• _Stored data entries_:
>>>>

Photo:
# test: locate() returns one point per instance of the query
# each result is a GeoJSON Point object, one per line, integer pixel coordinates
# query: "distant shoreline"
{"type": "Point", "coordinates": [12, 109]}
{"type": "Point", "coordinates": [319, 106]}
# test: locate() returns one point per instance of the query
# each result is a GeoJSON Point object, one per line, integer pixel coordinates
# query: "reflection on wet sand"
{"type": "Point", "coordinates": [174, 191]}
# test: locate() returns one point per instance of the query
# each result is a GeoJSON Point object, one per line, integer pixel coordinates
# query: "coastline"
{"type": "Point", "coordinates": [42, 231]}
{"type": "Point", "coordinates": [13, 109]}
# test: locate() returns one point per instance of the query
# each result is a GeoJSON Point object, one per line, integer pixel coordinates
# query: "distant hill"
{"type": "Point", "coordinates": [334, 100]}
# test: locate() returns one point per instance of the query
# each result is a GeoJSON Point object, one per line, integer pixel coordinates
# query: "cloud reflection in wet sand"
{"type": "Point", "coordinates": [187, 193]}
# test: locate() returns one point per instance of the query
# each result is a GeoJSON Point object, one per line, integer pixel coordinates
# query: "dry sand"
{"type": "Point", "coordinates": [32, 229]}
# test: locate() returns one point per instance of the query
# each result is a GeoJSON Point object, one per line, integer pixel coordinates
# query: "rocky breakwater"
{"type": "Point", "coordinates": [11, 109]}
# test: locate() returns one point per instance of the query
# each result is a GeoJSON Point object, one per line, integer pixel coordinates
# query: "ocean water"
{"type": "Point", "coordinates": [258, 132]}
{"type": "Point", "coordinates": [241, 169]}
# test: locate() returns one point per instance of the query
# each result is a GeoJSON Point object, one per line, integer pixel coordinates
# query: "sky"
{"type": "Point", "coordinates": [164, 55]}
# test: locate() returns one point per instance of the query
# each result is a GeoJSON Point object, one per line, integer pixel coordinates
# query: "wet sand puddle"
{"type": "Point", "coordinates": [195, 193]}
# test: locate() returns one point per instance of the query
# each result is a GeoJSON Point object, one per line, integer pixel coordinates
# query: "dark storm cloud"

<<<<

• _Activity_: Reproduce all of the data above, exactly and without omission.

• _Exercise output_:
Photo:
# test: locate() returns one point per instance of the query
# each result is a GeoJSON Point object, one per line, integer pixel coordinates
# query: "distant shoreline"
{"type": "Point", "coordinates": [12, 109]}
{"type": "Point", "coordinates": [319, 106]}
# test: locate() returns one point per instance of the query
# each result is a GeoJSON Point object, one per line, integer pixel coordinates
# query: "reflection on wet sand"
{"type": "Point", "coordinates": [174, 191]}
# test: locate() returns one point per instance of the query
# each result is a GeoJSON Point object, one per line, integer pixel coordinates
# query: "coastline"
{"type": "Point", "coordinates": [42, 231]}
{"type": "Point", "coordinates": [13, 109]}
# test: locate() returns one point per instance of the query
# each result is a GeoJSON Point object, one per line, integer pixel coordinates
# query: "distant hill"
{"type": "Point", "coordinates": [334, 100]}
# test: locate() returns one point per instance of the query
# each result is a GeoJSON Point object, one per line, integer pixel coordinates
# query: "cloud reflection in wet sand"
{"type": "Point", "coordinates": [187, 193]}
# test: locate() returns one point per instance of the query
# each result is a GeoJSON Point object, one per line, integer pixel coordinates
# query: "dry sand"
{"type": "Point", "coordinates": [32, 229]}
# test: locate() returns one point per instance of the query
# each result is a GeoJSON Point object, one per line, integer pixel coordinates
# query: "rocky breakwater"
{"type": "Point", "coordinates": [11, 109]}
# test: locate() returns one point per instance of the query
# each result is a GeoJSON Point object, one per line, integer pixel coordinates
# query: "ocean water"
{"type": "Point", "coordinates": [258, 132]}
{"type": "Point", "coordinates": [241, 169]}
# test: locate() returns one point per instance of the query
# each result is a GeoJSON Point object, one per line, integer pixel coordinates
# query: "sky"
{"type": "Point", "coordinates": [164, 55]}
# test: locate() returns one point per instance of the query
# each result is a GeoJSON Point object, one per line, integer pixel coordinates
# query: "wet sand puddle"
{"type": "Point", "coordinates": [195, 193]}
# test: locate() returns one point per instance of the query
# each result is a GeoJSON Point object, one per line, integer pixel coordinates
# query: "dark storm cloud"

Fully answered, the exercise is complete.